(Stored records)
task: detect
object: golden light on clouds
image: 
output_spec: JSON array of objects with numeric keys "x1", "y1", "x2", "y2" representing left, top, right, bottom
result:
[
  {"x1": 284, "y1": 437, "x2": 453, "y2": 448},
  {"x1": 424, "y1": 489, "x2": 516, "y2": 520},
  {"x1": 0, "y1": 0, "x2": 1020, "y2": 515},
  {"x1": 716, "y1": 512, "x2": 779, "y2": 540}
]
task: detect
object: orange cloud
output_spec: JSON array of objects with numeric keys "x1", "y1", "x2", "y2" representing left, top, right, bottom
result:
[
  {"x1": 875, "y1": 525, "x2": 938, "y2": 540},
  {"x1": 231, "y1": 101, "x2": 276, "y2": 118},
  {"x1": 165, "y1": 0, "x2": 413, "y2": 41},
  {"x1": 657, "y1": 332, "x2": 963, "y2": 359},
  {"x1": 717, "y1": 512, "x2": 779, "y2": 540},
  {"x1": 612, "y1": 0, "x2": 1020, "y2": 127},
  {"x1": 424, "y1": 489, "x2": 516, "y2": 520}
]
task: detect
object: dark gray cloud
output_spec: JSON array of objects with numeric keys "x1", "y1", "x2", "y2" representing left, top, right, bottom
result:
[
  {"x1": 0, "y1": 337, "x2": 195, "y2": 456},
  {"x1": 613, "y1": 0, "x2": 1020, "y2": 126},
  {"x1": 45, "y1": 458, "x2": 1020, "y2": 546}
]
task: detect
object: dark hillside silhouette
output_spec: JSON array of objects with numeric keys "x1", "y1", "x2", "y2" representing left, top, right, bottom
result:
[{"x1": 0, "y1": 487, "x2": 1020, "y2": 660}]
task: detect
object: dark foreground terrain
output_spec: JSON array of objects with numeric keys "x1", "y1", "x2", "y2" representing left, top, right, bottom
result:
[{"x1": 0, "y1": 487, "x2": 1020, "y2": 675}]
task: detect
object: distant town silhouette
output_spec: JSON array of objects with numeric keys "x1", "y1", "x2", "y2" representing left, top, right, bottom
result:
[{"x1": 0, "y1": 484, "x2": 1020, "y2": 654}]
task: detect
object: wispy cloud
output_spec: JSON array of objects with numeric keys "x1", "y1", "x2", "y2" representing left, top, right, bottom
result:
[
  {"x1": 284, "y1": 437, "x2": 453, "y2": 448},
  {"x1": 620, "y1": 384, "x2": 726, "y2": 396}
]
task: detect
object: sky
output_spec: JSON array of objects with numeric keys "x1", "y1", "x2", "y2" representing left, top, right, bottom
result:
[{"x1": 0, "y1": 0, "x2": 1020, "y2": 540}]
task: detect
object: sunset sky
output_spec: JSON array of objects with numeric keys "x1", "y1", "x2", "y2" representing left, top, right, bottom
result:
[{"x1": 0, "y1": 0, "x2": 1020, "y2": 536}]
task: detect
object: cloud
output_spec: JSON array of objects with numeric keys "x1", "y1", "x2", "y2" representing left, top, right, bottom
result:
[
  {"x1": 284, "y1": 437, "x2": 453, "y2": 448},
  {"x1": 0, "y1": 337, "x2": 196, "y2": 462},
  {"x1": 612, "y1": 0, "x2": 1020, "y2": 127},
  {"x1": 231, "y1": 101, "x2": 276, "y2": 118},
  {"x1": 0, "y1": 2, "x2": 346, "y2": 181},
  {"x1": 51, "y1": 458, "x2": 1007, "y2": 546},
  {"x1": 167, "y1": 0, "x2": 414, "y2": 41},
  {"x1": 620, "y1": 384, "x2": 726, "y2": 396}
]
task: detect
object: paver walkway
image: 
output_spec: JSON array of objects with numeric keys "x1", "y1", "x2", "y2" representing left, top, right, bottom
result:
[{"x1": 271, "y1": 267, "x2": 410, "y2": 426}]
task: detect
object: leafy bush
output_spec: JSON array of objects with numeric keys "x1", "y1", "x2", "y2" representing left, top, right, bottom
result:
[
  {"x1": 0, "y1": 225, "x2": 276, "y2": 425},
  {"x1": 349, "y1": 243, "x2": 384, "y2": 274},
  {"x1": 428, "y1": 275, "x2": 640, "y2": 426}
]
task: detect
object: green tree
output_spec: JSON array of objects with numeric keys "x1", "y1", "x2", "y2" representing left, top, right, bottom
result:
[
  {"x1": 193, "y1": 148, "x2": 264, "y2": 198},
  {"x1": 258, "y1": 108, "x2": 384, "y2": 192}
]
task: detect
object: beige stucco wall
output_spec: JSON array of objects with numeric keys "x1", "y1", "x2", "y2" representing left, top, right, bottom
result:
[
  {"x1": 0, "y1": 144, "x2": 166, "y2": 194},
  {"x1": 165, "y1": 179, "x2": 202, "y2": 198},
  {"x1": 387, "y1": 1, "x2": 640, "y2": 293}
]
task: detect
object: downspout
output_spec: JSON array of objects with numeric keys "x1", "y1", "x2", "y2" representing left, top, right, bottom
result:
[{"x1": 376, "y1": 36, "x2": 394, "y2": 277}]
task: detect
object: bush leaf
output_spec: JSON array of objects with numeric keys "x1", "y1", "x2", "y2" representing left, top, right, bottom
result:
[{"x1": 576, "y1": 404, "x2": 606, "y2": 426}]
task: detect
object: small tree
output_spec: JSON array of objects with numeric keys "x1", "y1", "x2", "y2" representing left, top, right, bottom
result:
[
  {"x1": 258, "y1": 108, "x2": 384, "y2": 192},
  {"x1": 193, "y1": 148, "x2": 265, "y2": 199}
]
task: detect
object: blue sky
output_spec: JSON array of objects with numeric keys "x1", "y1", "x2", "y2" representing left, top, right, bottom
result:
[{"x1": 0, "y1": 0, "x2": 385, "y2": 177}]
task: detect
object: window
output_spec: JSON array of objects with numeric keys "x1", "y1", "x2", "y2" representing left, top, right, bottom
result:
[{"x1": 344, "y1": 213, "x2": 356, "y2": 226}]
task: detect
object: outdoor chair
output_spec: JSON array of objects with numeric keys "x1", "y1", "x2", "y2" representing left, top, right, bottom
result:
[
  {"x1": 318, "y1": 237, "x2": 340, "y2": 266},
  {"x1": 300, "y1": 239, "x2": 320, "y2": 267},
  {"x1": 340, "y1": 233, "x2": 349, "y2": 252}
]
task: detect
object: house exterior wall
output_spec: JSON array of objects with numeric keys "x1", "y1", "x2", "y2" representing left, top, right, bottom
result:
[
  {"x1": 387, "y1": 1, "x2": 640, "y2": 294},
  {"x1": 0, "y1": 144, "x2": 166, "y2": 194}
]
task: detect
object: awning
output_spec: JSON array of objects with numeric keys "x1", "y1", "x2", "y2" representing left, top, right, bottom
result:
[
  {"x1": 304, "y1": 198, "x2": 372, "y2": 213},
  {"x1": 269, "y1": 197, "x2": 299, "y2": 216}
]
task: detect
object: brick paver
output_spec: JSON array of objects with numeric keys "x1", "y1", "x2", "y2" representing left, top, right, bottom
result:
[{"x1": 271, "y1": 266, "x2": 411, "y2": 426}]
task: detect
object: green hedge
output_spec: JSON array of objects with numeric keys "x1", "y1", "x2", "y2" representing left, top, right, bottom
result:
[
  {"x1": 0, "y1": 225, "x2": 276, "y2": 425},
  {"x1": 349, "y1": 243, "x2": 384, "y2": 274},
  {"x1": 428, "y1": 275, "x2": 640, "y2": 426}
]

--

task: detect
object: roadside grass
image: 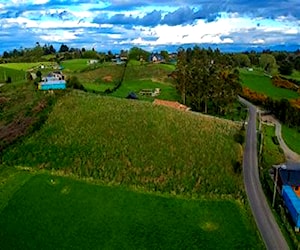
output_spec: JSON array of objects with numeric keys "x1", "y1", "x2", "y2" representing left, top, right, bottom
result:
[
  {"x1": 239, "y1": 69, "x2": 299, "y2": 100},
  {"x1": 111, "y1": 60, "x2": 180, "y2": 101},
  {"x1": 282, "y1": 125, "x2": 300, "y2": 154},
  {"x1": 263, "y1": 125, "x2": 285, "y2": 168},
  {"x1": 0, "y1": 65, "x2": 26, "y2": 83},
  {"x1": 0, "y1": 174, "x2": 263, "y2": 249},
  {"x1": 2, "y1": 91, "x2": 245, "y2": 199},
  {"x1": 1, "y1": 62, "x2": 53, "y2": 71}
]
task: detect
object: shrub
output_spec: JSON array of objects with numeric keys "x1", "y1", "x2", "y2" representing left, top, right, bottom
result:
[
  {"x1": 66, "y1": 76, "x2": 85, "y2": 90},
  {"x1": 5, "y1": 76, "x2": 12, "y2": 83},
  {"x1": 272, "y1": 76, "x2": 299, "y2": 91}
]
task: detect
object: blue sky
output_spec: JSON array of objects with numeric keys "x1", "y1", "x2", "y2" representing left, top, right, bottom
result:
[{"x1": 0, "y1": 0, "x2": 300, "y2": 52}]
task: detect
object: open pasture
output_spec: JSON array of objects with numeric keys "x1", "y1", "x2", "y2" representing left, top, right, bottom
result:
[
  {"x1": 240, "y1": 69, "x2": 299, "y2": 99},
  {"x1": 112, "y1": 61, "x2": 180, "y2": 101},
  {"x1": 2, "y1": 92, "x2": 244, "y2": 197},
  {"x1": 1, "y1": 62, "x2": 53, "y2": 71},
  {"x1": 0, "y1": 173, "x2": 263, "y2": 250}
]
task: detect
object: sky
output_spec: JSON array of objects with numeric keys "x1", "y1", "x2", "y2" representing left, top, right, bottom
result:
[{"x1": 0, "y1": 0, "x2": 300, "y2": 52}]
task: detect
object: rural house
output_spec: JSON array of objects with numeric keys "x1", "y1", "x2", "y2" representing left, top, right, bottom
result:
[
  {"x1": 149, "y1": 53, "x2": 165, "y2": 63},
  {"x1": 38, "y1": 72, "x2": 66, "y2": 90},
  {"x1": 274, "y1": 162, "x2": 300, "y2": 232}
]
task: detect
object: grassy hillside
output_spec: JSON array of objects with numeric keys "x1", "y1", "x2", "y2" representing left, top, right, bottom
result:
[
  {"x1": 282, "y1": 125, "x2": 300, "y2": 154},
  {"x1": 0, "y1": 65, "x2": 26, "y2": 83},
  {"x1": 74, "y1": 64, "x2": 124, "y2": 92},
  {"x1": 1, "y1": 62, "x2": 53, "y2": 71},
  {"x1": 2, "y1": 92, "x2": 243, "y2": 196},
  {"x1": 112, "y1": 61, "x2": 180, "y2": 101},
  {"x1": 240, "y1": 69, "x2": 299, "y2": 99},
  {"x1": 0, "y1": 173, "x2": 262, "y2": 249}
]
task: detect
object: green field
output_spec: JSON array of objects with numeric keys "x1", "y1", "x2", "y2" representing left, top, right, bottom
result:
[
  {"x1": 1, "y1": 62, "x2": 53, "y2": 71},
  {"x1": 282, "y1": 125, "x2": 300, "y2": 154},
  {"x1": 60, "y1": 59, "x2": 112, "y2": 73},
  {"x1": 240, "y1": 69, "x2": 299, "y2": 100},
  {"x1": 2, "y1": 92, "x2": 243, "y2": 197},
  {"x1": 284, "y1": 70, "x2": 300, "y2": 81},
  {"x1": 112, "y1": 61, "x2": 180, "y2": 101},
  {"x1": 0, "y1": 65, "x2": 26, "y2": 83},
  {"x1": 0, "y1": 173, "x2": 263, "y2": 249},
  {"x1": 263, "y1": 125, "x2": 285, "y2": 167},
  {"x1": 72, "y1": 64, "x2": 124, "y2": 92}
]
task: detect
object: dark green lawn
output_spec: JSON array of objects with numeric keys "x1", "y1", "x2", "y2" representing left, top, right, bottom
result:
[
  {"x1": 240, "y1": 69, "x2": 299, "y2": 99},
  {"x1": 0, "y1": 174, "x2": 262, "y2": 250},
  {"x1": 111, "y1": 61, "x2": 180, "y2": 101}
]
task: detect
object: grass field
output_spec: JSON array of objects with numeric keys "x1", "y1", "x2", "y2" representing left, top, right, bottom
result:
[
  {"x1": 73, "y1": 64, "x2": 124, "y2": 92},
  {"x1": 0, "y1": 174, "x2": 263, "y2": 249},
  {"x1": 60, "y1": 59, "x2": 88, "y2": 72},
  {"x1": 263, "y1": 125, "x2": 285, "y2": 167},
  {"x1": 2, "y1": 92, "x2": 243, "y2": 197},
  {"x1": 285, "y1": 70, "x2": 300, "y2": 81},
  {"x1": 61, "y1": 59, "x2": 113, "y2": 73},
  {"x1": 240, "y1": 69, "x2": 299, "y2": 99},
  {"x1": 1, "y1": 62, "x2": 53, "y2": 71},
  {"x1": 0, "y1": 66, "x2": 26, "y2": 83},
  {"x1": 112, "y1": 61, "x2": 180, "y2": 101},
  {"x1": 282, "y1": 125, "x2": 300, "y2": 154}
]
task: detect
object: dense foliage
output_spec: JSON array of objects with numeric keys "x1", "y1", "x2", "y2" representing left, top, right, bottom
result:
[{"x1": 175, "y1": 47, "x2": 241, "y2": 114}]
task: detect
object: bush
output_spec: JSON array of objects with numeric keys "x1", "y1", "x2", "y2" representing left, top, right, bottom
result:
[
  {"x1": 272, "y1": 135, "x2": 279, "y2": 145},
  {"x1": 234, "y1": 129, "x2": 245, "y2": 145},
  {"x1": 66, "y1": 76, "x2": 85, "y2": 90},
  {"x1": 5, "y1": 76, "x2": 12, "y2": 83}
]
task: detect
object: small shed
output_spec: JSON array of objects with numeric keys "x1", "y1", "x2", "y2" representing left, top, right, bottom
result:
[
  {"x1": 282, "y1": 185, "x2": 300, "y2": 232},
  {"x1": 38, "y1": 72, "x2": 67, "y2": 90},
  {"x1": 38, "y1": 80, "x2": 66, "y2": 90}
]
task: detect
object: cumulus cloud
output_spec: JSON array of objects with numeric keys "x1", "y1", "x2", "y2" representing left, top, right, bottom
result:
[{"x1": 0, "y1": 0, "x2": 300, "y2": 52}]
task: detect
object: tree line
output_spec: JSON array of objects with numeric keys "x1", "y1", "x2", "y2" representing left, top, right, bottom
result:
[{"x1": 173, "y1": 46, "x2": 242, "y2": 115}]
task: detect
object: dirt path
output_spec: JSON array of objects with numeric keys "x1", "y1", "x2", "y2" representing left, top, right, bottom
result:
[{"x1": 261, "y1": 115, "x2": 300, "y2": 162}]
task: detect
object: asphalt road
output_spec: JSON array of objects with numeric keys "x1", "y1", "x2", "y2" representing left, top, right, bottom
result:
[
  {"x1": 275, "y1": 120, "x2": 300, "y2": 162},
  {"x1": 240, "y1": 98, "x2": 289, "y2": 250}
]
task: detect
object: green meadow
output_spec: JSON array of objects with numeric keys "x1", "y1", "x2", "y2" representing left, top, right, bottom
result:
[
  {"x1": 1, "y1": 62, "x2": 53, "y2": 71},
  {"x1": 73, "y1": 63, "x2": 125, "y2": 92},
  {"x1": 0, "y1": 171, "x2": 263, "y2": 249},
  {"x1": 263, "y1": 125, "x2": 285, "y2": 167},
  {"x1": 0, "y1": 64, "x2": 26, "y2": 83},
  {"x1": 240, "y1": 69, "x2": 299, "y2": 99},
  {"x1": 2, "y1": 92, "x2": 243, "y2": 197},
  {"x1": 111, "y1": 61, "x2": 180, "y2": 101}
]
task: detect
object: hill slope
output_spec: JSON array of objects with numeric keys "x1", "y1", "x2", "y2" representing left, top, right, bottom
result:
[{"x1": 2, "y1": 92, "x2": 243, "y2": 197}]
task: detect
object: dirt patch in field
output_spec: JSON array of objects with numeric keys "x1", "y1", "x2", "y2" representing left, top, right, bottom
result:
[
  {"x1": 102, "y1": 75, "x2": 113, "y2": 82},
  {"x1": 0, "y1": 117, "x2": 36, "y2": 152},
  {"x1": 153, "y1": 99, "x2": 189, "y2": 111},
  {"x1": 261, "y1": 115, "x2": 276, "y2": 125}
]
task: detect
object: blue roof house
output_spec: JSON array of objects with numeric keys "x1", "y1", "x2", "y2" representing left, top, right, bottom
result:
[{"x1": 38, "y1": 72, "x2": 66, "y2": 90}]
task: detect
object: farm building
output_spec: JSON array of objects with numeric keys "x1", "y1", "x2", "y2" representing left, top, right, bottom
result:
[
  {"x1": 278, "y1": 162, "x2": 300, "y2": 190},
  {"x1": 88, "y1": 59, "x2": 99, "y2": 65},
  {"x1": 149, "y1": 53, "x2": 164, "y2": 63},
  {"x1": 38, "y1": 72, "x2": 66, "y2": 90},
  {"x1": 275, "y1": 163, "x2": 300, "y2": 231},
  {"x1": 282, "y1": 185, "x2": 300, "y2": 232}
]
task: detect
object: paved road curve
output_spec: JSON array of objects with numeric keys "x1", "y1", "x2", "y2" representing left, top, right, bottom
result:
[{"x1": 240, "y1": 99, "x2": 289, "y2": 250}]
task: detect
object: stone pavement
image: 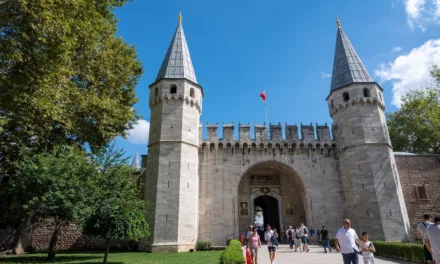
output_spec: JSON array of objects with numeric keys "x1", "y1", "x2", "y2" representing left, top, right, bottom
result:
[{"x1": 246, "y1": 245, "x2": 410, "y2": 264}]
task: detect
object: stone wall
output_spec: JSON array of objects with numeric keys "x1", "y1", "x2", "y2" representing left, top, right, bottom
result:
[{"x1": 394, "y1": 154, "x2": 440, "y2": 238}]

* [Instruction]: From the items above, pull out each line that contains the string "wall" and copy those lines unchanged.

* [Solution to the problem]:
object: beige stucco wall
object: house exterior wall
object: stone wall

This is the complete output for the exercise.